— BRIEF A —
Could you update the contract-clause post by writing out everything from "My goodness. And" down to "that one? Yikes!" again, with "Yikes" replaced by "Wow"?
— BRIEF B —
Answer these about the contract-clause post:
(i) How many responses does the post have?
(ii) How far north of D.C. did Katie grow up?
(iii) Which show does Tez Miller say she loves?

— SELECTED TEXT —
My fav is this one, “the Author will complete the Work and submit it to the Publisher prior to beginning work on any other book for INSERT GENRE (excluding only other books that may already be under separate contract to the Publisher).”

My goodness. And then there were three more paragraphs…

Uh, that will need to be changed.


18 Responses

  1. Katie said:

    I want to go the spy museum!!! I grew up 20 minutes north of D.C., but they didn’t have that one then. 🙁 Maybe I’ll visit when we go visit Dad.

    Anyway… does this paragraph REALLY mean what it appears to mean? ie: that the author can’t jot down ideas for others stories before they’re finished with that one? Yikes!

  2. Linnea said:

    That clause is a beauty all right. Funny too. Imagine trying to dictate to an author that they can’t BEGIN work on any other book in the same genre prior to completing ‘the Work’. Unbelievable, not to mention unenforceable unless they have serveillance equipment keeping an eye on the author’s desk, laptop, etc. Gotta shake your head at that one.

  3. Laura Elliott said:

    I guess the publisher wants a time period between the release of one book and the release of another in the same genre. Wouldn’t it make more sense to impose time restrictions, as Jana suggested in the comment above?

  4. Tez Miller said:

    Ooh, ask her if there were American Dad! DVDs there. I love that show, and things don’t get much spy-er than the CIA 😉

    Have a lovely day! 🙂

  5. Carradee said:

    *laughs*

    And what are those of us who work on multiple books at the same time to do with that clause? I wouldn’t even be able to be published with that company, if that clause were present; I’d have violated the terms before the fact.

    *scratches head*

    I’m not sure what the point of that clause would be, either. What if the writer’s slow, so he would have to start a new one immediately to have the book done after a (somewhat decent) interval?

    Let us know how that goes! 😀

    -Carradee

  6. Anonymous said:

    Off the shizzle my nizzle. Hang that in the barn with the rest of the hizzle-dizzle. Shiznik on the wizzle-wizzle. Off the hook off the chain and on the downlow n dirty. Macmillan gots to step off an get with the program, get with the now and change they papers to fit with the agent with the mostest, Agent Kizzle Nizzle.

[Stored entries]
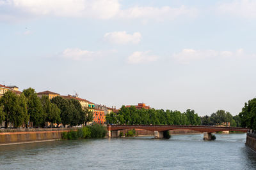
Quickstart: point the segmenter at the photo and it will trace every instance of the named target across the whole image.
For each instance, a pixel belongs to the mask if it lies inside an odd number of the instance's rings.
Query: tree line
[[[243,127],[248,127],[256,130],[256,98],[249,100],[244,103],[242,111],[239,113],[241,125]]]
[[[228,125],[230,124],[232,127],[240,127],[241,120],[238,115],[233,117],[228,111],[218,110],[213,113],[211,116],[201,117],[202,125]]]
[[[134,106],[122,106],[118,113],[111,113],[106,119],[109,124],[126,125],[194,125],[201,124],[201,120],[194,110],[184,113],[167,110],[141,109]]]
[[[74,126],[86,124],[93,120],[93,113],[88,110],[83,110],[80,103],[76,99],[67,99],[57,96],[49,99],[47,96],[41,99],[35,89],[29,88],[20,96],[9,90],[0,98],[0,124],[5,122],[5,127],[12,123],[14,127],[24,124],[33,127],[45,126],[45,122],[62,124]]]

— RESPONSE AREA A —
My goodness. And then there were three more paragraphs…

Uh, that will need to be changed.


18 Responses

  1. Katie said:

    I want to go the spy museum!!! I grew up 20 minutes north of D.C., but they didn’t have that one then. 🙁 Maybe I’ll visit when we go visit Dad.

    Anyway… does this paragraph REALLY mean what it appears to mean? ie: that the author can’t jot down ideas for others stories before they’re finished with that one? Wow!

— RESPONSE AREA B —
(i) 18
(ii) 20 minutes
(iii) American Dad!